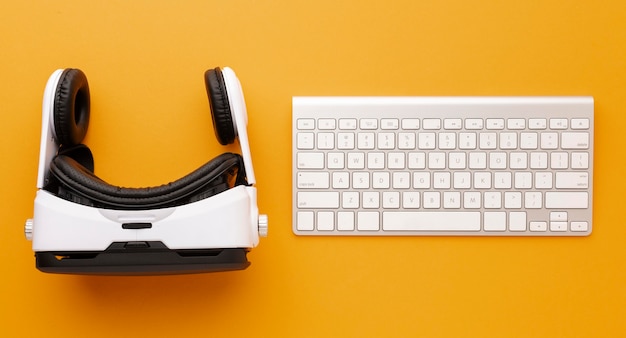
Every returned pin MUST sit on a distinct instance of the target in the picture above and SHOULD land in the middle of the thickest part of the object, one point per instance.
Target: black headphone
(71, 171)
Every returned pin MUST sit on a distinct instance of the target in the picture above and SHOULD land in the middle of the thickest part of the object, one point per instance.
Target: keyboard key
(539, 226)
(326, 221)
(306, 124)
(517, 221)
(389, 124)
(574, 140)
(347, 124)
(326, 124)
(558, 123)
(452, 124)
(368, 124)
(410, 124)
(580, 124)
(495, 124)
(310, 160)
(516, 124)
(345, 221)
(474, 124)
(318, 199)
(571, 180)
(494, 221)
(579, 226)
(368, 221)
(305, 141)
(567, 200)
(313, 180)
(537, 124)
(431, 221)
(431, 124)
(305, 221)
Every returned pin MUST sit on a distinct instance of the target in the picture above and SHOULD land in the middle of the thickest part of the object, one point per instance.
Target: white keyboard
(475, 166)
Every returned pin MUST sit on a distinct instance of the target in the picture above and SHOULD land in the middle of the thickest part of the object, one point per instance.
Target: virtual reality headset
(205, 221)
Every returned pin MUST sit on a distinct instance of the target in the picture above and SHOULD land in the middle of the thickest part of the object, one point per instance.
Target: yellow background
(151, 124)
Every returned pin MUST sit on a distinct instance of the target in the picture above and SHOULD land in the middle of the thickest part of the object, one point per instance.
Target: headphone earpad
(71, 107)
(220, 108)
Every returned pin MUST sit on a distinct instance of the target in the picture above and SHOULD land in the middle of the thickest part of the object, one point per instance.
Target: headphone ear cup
(71, 107)
(220, 108)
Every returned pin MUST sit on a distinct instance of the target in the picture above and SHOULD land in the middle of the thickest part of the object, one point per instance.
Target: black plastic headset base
(142, 258)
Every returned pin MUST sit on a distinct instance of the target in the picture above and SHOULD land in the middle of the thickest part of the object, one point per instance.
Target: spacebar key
(431, 221)
(318, 200)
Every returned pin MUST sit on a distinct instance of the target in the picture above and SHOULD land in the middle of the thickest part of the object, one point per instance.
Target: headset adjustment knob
(263, 225)
(28, 229)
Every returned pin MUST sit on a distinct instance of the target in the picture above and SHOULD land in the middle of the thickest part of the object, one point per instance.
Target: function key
(410, 124)
(516, 124)
(431, 124)
(473, 124)
(326, 124)
(580, 124)
(389, 124)
(537, 124)
(495, 124)
(349, 124)
(558, 123)
(368, 124)
(306, 124)
(453, 124)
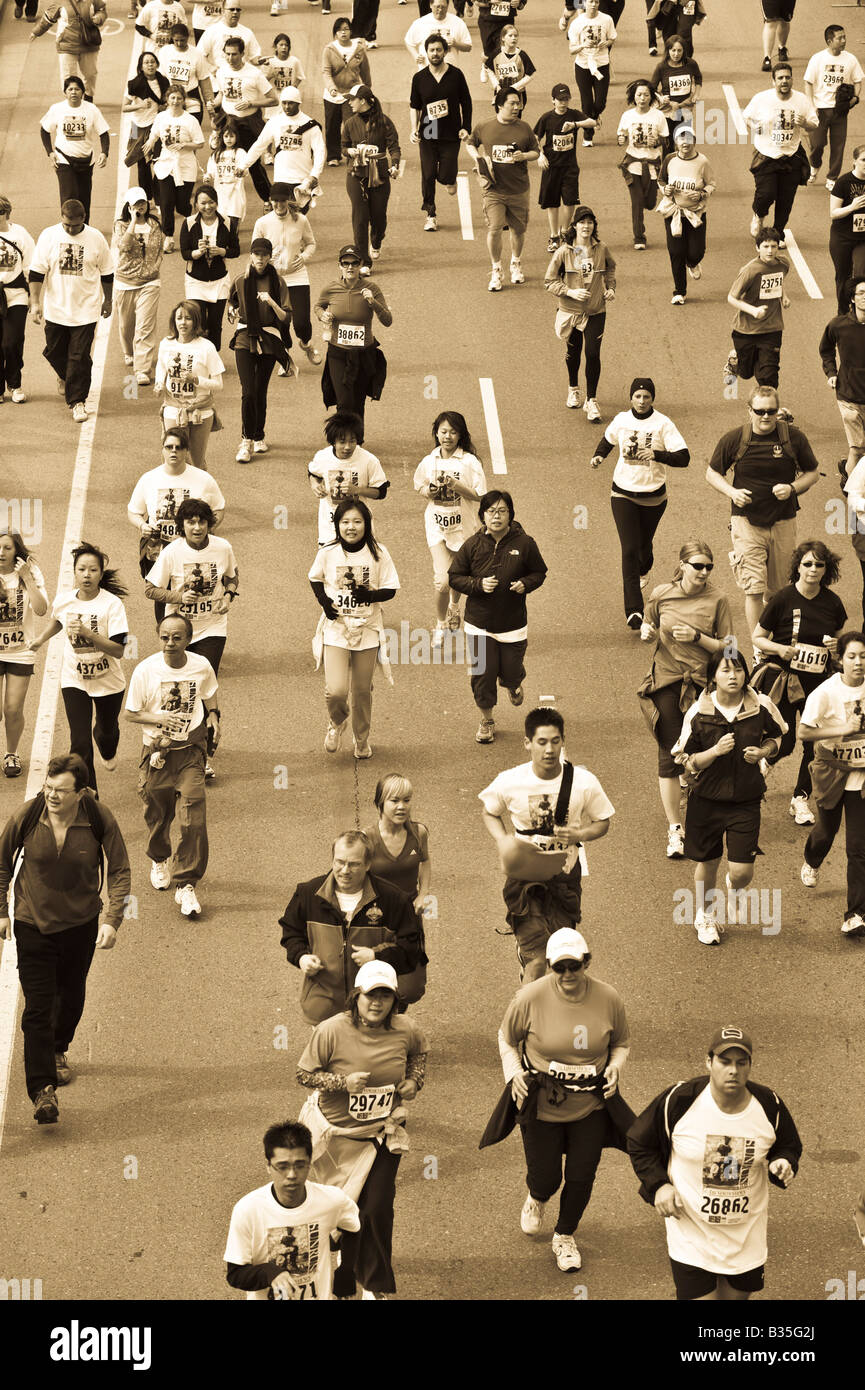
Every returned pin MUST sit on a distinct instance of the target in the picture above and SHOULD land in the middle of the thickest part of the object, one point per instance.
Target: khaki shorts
(511, 209)
(761, 555)
(853, 419)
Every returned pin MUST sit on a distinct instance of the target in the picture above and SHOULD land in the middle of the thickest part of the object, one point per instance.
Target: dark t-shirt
(765, 463)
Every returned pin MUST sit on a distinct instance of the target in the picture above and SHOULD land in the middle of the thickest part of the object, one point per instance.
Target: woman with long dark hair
(91, 680)
(22, 599)
(351, 578)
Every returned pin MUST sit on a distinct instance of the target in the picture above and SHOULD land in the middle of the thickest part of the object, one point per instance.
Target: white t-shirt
(239, 88)
(530, 801)
(828, 70)
(719, 1169)
(447, 516)
(627, 432)
(295, 1239)
(597, 34)
(17, 617)
(73, 268)
(181, 566)
(362, 470)
(75, 129)
(645, 134)
(84, 666)
(177, 367)
(17, 249)
(159, 494)
(833, 702)
(157, 688)
(778, 134)
(341, 571)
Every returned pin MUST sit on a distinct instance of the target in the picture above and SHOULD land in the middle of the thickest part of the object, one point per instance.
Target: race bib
(351, 335)
(374, 1102)
(92, 670)
(772, 287)
(810, 658)
(570, 1073)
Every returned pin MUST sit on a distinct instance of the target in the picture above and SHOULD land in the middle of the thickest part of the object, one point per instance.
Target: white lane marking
(46, 716)
(494, 430)
(734, 107)
(801, 264)
(463, 198)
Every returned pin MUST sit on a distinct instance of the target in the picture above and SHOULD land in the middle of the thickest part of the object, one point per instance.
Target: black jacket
(650, 1139)
(515, 556)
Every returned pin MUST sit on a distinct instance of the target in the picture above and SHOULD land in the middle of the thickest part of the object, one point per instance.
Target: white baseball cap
(566, 944)
(376, 975)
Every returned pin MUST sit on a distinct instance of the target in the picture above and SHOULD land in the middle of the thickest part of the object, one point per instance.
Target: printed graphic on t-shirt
(726, 1179)
(295, 1250)
(11, 617)
(71, 259)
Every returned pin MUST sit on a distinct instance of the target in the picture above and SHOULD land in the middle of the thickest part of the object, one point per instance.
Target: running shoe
(45, 1107)
(675, 843)
(801, 811)
(566, 1253)
(189, 905)
(708, 931)
(160, 876)
(531, 1214)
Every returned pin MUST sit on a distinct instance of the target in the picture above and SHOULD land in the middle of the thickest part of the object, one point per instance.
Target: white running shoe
(531, 1215)
(159, 875)
(566, 1253)
(188, 902)
(801, 811)
(675, 843)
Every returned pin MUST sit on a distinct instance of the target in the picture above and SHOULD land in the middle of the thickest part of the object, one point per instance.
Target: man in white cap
(566, 1036)
(705, 1153)
(299, 148)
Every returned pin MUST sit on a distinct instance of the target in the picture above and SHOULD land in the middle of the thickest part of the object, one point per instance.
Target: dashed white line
(494, 430)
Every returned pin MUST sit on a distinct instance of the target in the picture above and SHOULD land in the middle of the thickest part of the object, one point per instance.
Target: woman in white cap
(138, 253)
(686, 182)
(566, 1036)
(363, 1065)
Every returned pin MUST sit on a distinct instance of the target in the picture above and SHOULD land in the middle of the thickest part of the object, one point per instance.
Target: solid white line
(801, 264)
(734, 107)
(494, 430)
(463, 198)
(46, 716)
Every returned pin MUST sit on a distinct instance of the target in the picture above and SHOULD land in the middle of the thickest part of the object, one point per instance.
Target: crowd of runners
(227, 146)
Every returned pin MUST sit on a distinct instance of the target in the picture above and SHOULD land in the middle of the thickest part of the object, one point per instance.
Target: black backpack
(31, 820)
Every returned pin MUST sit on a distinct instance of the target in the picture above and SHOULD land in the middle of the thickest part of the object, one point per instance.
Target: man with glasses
(554, 809)
(772, 463)
(565, 1039)
(59, 840)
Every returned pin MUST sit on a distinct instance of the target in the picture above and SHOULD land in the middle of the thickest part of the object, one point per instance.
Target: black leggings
(84, 730)
(580, 1143)
(591, 335)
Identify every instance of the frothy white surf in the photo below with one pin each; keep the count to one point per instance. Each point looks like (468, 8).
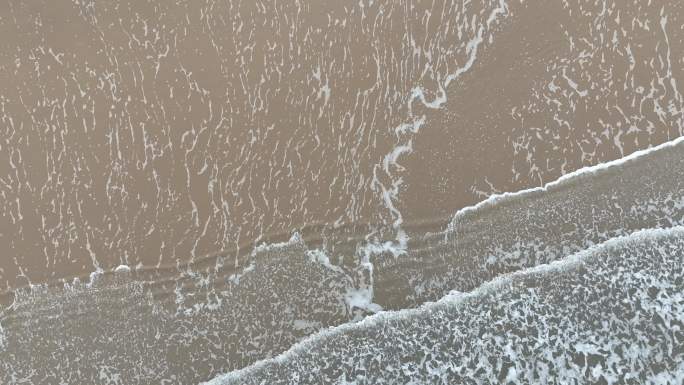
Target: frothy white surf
(495, 199)
(639, 266)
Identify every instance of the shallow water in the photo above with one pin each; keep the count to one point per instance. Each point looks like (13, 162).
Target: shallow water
(189, 189)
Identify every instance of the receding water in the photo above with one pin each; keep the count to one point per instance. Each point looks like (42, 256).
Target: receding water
(415, 192)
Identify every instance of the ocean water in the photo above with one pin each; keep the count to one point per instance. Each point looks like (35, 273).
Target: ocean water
(380, 191)
(610, 314)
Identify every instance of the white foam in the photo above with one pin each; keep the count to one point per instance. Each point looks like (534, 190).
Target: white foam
(122, 269)
(452, 299)
(496, 199)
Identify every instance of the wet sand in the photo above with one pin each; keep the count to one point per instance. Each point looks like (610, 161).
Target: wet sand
(298, 165)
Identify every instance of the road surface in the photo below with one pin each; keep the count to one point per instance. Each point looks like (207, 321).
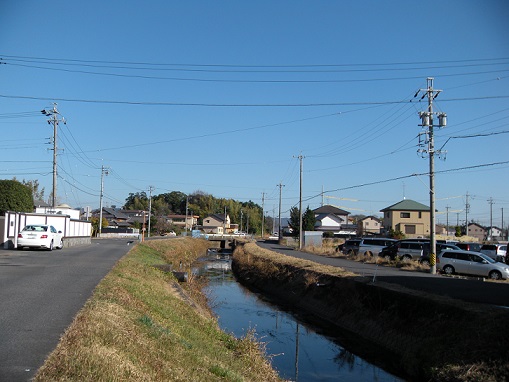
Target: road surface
(40, 294)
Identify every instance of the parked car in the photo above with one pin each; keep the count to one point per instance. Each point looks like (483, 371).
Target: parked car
(472, 263)
(349, 247)
(40, 236)
(371, 246)
(439, 248)
(496, 251)
(476, 247)
(406, 250)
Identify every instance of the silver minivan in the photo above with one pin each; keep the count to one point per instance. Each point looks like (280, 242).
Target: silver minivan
(471, 263)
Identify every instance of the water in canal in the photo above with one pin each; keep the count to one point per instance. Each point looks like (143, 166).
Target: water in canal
(298, 351)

========

* _What the task requires_: Extract every line containing the string "below" from the material.

* _Output of the exercise_:
Identify every instance of the frothy white surf in the photo below with one pin each; keep the count to one point per instance. Each point looks like (468, 8).
Identify every instance of the road surface in the photo below with one pin each; keep the count to one point per instance. Each point looks like (207, 321).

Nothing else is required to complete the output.